→ **Given records**:

★ ★ ★ ★ ★

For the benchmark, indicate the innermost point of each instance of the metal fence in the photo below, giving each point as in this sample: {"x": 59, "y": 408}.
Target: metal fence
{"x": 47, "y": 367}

★ ★ ★ ★ ★

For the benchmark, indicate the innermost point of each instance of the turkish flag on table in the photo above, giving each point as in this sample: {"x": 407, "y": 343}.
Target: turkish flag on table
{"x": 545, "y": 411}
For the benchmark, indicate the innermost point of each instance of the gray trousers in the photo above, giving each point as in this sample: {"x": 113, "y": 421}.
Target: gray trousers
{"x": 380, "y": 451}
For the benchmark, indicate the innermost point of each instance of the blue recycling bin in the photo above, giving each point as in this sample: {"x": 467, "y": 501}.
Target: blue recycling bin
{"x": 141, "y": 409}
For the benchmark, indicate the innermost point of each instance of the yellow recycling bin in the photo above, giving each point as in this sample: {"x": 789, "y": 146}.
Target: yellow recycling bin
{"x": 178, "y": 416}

★ ★ ★ ★ ★

→ **Aim**: Pick out every line in the records above that contains the word "sample", and copy each of those lines in full.

→ **Result**:
For the benchmark, indicate the innermost point of each instance of the metal fence in the photo below, giving each point as in this sample: {"x": 59, "y": 408}.
For the benchmark, indicate the innermost point of each instance of the turkish flag on table in the photo above, giving each point as in this sample: {"x": 407, "y": 343}.
For the benchmark, indicate the innermost point of each instance of the gray trousers in the photo above, giving each point as in this sample: {"x": 113, "y": 421}.
For the benchmark, indicate the innermost point of each instance of the blue recycling bin in the photo above, giving each point as in this sample: {"x": 467, "y": 501}.
For the benchmark, indicate the innermost point of each instance of the yellow recycling bin in the photo above, giving each point as in this sample: {"x": 789, "y": 146}.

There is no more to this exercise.